▸ EXERCISE DIRECTIONS: Search the listing for the word "propeller" and return each line that contains it.

# # #

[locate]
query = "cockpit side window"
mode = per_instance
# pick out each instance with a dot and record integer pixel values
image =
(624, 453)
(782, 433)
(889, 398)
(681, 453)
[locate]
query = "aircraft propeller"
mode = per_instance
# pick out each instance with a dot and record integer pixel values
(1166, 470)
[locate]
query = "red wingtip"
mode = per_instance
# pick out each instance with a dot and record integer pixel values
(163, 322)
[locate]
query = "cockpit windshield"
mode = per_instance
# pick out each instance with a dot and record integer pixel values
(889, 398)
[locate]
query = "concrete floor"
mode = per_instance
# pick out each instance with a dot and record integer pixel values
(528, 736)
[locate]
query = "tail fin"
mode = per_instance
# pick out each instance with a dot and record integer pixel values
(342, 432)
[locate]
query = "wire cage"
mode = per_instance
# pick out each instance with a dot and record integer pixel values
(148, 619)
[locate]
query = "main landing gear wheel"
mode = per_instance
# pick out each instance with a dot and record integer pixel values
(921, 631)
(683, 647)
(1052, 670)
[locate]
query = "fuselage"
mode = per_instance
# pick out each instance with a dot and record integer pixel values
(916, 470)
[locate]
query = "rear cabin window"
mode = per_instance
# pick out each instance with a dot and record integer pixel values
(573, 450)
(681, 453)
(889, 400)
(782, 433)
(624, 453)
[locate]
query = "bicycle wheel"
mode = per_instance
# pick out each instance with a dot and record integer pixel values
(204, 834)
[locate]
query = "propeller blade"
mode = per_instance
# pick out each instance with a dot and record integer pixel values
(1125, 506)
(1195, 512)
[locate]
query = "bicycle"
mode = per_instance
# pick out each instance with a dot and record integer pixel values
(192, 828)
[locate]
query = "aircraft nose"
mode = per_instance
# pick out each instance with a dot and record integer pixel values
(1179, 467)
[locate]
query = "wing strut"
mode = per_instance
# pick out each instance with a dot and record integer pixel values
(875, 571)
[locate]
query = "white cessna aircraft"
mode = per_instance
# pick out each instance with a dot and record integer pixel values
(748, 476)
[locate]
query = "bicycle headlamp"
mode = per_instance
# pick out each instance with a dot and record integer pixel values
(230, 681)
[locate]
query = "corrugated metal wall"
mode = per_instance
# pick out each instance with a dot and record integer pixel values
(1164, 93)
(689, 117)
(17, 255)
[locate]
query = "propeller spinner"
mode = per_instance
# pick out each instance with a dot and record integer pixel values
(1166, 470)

# # #

▸ RESULT OF THE EXERCISE:
query = "aircraft propeller"
query = "propeller blade"
query = "propeller spinner"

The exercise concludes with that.